The Ascott reveals how it will expand

by | 03 Nov 2022 | Chains

Singapore-based extended stay specialist The Ascott has outlined its strategy for accelerated growth.

CapitaLand Investment’s (CLI) wholly owned lodging business unit shared its business outlook in a panel discussion at a recent gathering of over 200 institutional investors, bankers and market analysts. 

Positive trajectory

During the event, Ascott outlined the strategic thrusts of its lodging business, riding on post-covid travel recovery to enter a phase of accelerated asset-light growth.

Kevin Goh, CEO, CLI Lodging and The Ascott Limited, shared during the panel discussion: “The recovery of the lodging sector has accelerated alongside the rapid lifting of travel restrictions starting second quarter of 2022.

“At the end of the third quarter, Ascott’s revenue per available unit was pacing close to pre-pandemic levels in 2019. We expect our serviced residences, which have the flexibility to cater to both short- and long-stay customers, to further bolster revenues. Beyond the initial travel rush, growth of the hospitality sector is on a positive and sustainable trajectory.”

Business model

Ascott detailed that its business model is powered by two engines of growth. The investment management engine is anchored by the listed CapitaLand Ascott Trust (CLAS) and its private funds, while the lodging management engine powers the growth of room units across its portfolio of product brands. 

The firm believes that it can harness the synergy of its owners’ network, product branding and local expertise, and that it is well-positioned to scale fund and lodging management fees.

Asset-light growth

Ascott is embarking on an increasingly asset-light growth, with over 80% of its properties currently signed under management and franchise contracts, up from 39% in 2011. The long contract duration, for 10+10 years, is said to help to build a stable recurring income stream for Ascott. In the first half of this year, Ascott signed more than 7,500 new rooms and opened over 4,500 rooms.

With the acquisition of Oakwood in July, it has achieved a net room growth of 15%, expanding its global presence to more than 150,000 units in about 900 properties across over 200 cities. This follows a string of prior strategic investments which include the acquisition of Quest Apartment Hotels and substantial investment in Synergy Global Housing – both in 2017. In 2018, Ascott acquired Tauzia Hotel Management.

Global portfolio

Managing both short and long-stay lodging requirements, the group continues to drive lodging options that allow for the flexibility to pivot based on demand across geographies, aimed at ensuring resilience across business peaks and troughs. For example, the lyf brand was created to appeal to the next-generation travellers. The brand has gained traction in the coliving space since its debut in 2019. Now with 21 lyf properties and 13 more under development, Ascott is confident of the brand’s potential and is targeting to sign 150 properties by 2030.

# # # # #

• Problem to solve: Reproduce the passage of the article on The Ascott's expansion that starts at "During the event, Ascott" and ends at "quarter of 2022.".

# # # # #

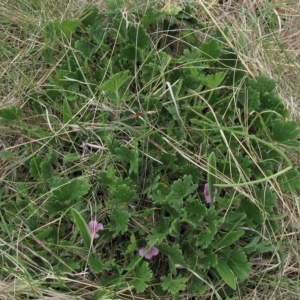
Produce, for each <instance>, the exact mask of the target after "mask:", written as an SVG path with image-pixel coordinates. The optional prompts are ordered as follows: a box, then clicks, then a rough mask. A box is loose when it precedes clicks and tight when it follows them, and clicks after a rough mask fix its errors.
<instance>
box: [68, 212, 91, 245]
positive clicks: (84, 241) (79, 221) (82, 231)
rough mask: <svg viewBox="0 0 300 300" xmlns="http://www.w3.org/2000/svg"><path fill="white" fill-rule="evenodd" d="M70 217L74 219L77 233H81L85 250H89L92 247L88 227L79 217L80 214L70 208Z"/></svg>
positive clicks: (85, 223)
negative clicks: (83, 243)
mask: <svg viewBox="0 0 300 300" xmlns="http://www.w3.org/2000/svg"><path fill="white" fill-rule="evenodd" d="M72 215H73V217H74V220H75V223H76V225H77V226H78V228H79V231H80V233H81V236H82V239H83V241H84V243H85V246H86V247H87V248H90V246H91V245H92V237H91V234H90V232H89V229H88V226H87V224H86V222H85V220H84V218H83V217H82V216H81V214H80V213H79V212H78V211H77V210H76V209H74V208H72Z"/></svg>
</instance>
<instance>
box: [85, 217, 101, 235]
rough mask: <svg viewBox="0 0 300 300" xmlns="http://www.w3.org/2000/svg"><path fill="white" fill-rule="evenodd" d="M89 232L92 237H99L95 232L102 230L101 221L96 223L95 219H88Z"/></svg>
mask: <svg viewBox="0 0 300 300" xmlns="http://www.w3.org/2000/svg"><path fill="white" fill-rule="evenodd" d="M88 228H89V232H90V234H91V237H92V238H93V239H96V238H97V237H99V234H98V233H97V231H98V230H103V225H102V224H101V223H98V222H97V221H93V220H92V221H90V223H89V226H88Z"/></svg>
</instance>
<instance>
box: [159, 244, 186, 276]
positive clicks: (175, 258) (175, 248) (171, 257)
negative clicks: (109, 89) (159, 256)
mask: <svg viewBox="0 0 300 300" xmlns="http://www.w3.org/2000/svg"><path fill="white" fill-rule="evenodd" d="M157 248H158V249H159V251H160V252H161V253H162V254H164V255H167V256H168V258H169V260H170V261H171V262H172V263H173V264H174V265H175V264H180V265H182V266H186V263H185V261H184V258H183V255H182V251H181V249H180V248H179V245H178V244H175V245H174V246H173V247H170V246H168V245H167V244H165V243H161V244H160V245H159V246H157ZM173 271H174V270H173Z"/></svg>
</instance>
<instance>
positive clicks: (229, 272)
mask: <svg viewBox="0 0 300 300" xmlns="http://www.w3.org/2000/svg"><path fill="white" fill-rule="evenodd" d="M215 268H216V270H217V271H218V273H219V274H220V276H221V277H222V279H223V280H224V281H225V282H226V283H227V284H228V285H229V286H230V287H231V288H232V289H234V290H236V281H235V276H234V275H233V273H232V271H231V270H230V268H229V266H228V265H227V264H226V262H224V261H223V260H219V259H218V264H217V265H216V266H215Z"/></svg>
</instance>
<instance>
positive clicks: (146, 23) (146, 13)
mask: <svg viewBox="0 0 300 300" xmlns="http://www.w3.org/2000/svg"><path fill="white" fill-rule="evenodd" d="M161 15H162V13H161V12H160V11H158V10H156V9H154V8H152V7H149V8H147V10H146V12H145V14H144V15H143V17H142V19H141V24H142V25H143V26H144V28H147V27H148V26H149V25H150V24H152V23H154V22H155V21H156V20H157V19H158V18H160V17H161Z"/></svg>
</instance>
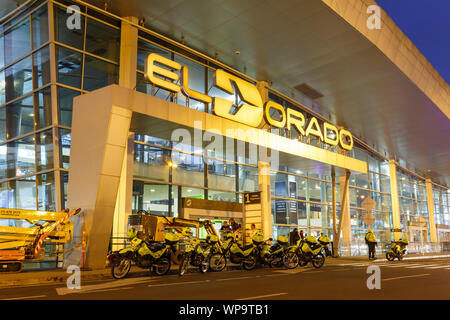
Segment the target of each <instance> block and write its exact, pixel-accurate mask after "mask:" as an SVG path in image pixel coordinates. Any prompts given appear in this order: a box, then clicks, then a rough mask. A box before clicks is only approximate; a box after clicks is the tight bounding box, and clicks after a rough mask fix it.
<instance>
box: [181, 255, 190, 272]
mask: <svg viewBox="0 0 450 320" xmlns="http://www.w3.org/2000/svg"><path fill="white" fill-rule="evenodd" d="M188 266H189V256H188V255H184V256H183V257H182V258H181V262H180V267H179V268H178V275H179V276H180V277H181V276H182V275H184V274H185V273H186V272H187V270H188Z"/></svg>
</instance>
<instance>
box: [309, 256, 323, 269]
mask: <svg viewBox="0 0 450 320" xmlns="http://www.w3.org/2000/svg"><path fill="white" fill-rule="evenodd" d="M311 263H312V265H313V267H314V268H316V269H319V268H321V267H322V266H323V264H324V263H325V257H324V255H323V254H322V253H319V254H318V255H317V256H315V257H313V258H312V259H311Z"/></svg>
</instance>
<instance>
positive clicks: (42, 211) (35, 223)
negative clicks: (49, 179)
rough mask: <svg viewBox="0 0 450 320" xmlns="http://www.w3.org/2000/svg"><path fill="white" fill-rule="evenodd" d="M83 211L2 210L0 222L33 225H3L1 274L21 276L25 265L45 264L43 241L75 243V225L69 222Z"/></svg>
mask: <svg viewBox="0 0 450 320" xmlns="http://www.w3.org/2000/svg"><path fill="white" fill-rule="evenodd" d="M80 211H81V209H74V210H72V211H69V210H64V211H62V212H50V211H38V210H20V209H0V219H8V220H10V219H15V220H25V221H26V222H28V224H31V225H32V226H31V227H28V228H25V227H11V226H3V225H0V272H21V271H22V270H23V267H24V262H37V261H40V260H42V259H43V258H44V256H45V250H44V249H41V247H42V244H43V243H44V241H45V242H53V243H72V240H73V223H72V222H71V221H70V220H69V218H70V217H72V216H73V215H76V214H78V213H79V212H80ZM0 221H1V220H0Z"/></svg>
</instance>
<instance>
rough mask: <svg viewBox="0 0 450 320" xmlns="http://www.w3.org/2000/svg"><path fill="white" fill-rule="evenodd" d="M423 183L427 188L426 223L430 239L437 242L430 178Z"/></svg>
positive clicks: (431, 186) (426, 179)
mask: <svg viewBox="0 0 450 320" xmlns="http://www.w3.org/2000/svg"><path fill="white" fill-rule="evenodd" d="M425 185H426V189H427V208H428V223H429V224H430V241H431V242H437V237H436V223H435V220H434V201H433V187H432V184H431V179H426V180H425Z"/></svg>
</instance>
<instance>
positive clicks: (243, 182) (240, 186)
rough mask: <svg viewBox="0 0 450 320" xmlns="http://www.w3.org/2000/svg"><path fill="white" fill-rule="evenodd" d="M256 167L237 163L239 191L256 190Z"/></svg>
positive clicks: (258, 186)
mask: <svg viewBox="0 0 450 320" xmlns="http://www.w3.org/2000/svg"><path fill="white" fill-rule="evenodd" d="M258 189H259V186H258V168H256V167H249V166H244V165H241V164H240V165H239V191H245V192H255V191H258Z"/></svg>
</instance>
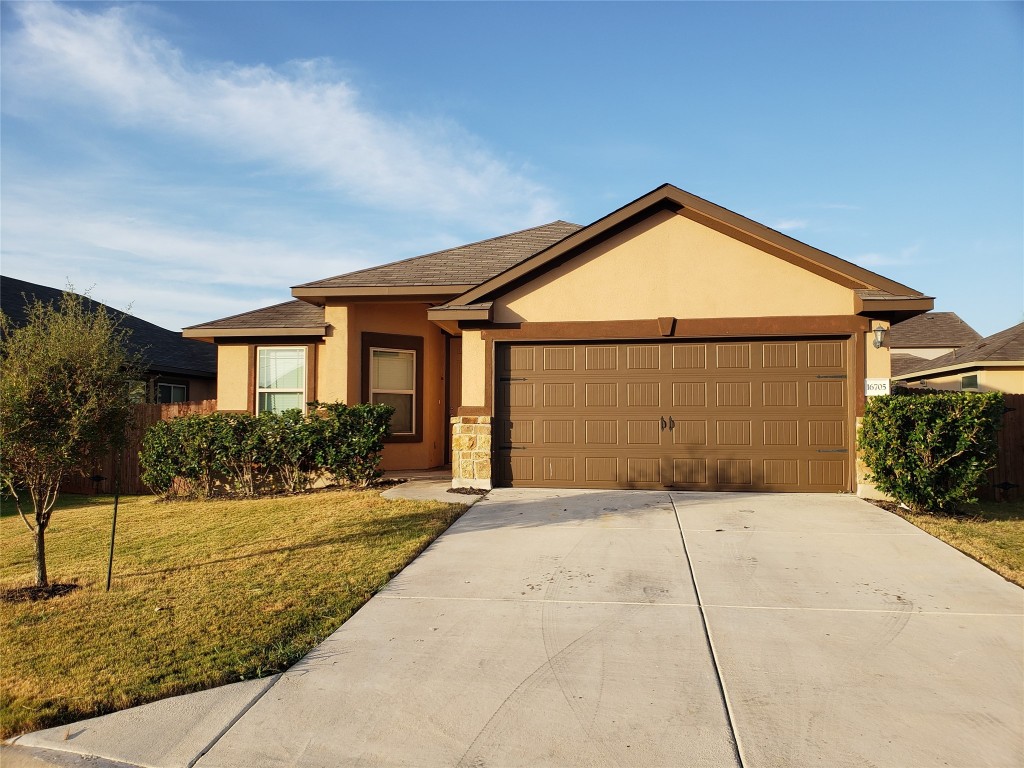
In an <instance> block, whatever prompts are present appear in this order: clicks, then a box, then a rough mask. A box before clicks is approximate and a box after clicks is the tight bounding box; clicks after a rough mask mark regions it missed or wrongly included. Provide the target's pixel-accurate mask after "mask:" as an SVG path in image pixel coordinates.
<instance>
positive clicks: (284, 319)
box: [181, 299, 327, 339]
mask: <svg viewBox="0 0 1024 768" xmlns="http://www.w3.org/2000/svg"><path fill="white" fill-rule="evenodd" d="M181 333H182V335H184V336H185V337H187V338H190V339H212V338H213V337H214V336H297V335H299V336H323V335H324V334H325V333H327V326H326V323H325V321H324V307H322V306H313V305H312V304H308V303H306V302H305V301H300V300H298V299H293V300H292V301H285V302H282V303H281V304H274V305H273V306H268V307H263V308H262V309H254V310H252V311H251V312H242V313H241V314H232V315H230V316H229V317H221V318H220V319H216V321H210V322H209V323H201V324H199V325H197V326H188V327H187V328H185V329H184V330H183V331H182V332H181Z"/></svg>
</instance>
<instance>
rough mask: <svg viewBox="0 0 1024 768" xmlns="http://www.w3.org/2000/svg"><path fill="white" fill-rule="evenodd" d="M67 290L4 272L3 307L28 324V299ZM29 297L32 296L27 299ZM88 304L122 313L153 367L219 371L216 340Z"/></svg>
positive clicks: (156, 369)
mask: <svg viewBox="0 0 1024 768" xmlns="http://www.w3.org/2000/svg"><path fill="white" fill-rule="evenodd" d="M62 294H63V291H61V290H59V289H56V288H49V287H48V286H40V285H37V284H35V283H28V282H27V281H24V280H17V279H15V278H7V276H0V308H2V309H3V311H4V313H5V314H6V315H7V316H8V317H10V319H11V323H13V325H14V326H24V325H25V322H26V317H27V308H28V303H29V302H31V301H32V300H33V299H34V298H35V299H38V300H39V301H41V302H43V303H44V304H53V303H58V302H59V301H60V296H61V295H62ZM27 299H28V300H27ZM85 300H86V302H87V305H88V306H90V307H93V308H96V307H103V308H104V309H105V310H106V312H108V313H109V314H111V315H114V316H116V317H118V318H119V319H120V322H121V325H122V327H123V328H127V329H129V330H130V331H131V338H130V344H131V346H132V347H133V348H134V349H137V350H141V352H142V358H143V359H144V360H145V364H146V367H147V368H148V369H150V370H151V371H163V372H167V373H178V374H189V375H194V376H201V377H206V376H209V377H213V376H216V374H217V349H216V347H214V346H213V345H212V344H207V343H205V342H202V341H195V340H193V339H185V338H182V337H181V334H179V333H176V332H174V331H169V330H167V329H166V328H161V327H160V326H157V325H154V324H153V323H147V322H146V321H144V319H140V318H138V317H135V316H133V315H131V314H127V313H125V312H122V311H121V310H119V309H115V308H114V307H110V306H106V305H105V304H101V303H99V302H98V301H93V300H91V299H88V298H86V299H85Z"/></svg>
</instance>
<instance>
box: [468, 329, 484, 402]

# # # # #

• Task output:
During the event, Ascott outlined the strategic thrusts of its lodging business, riding on post-covid travel recovery to enter a phase of accelerated asset-light growth.

Kevin Goh, CEO, CLI Lodging and The Ascott Limited, shared during the panel discussion: “The recovery of the lodging sector has accelerated alongside the rapid lifting of travel restrictions starting second quarter of 2022.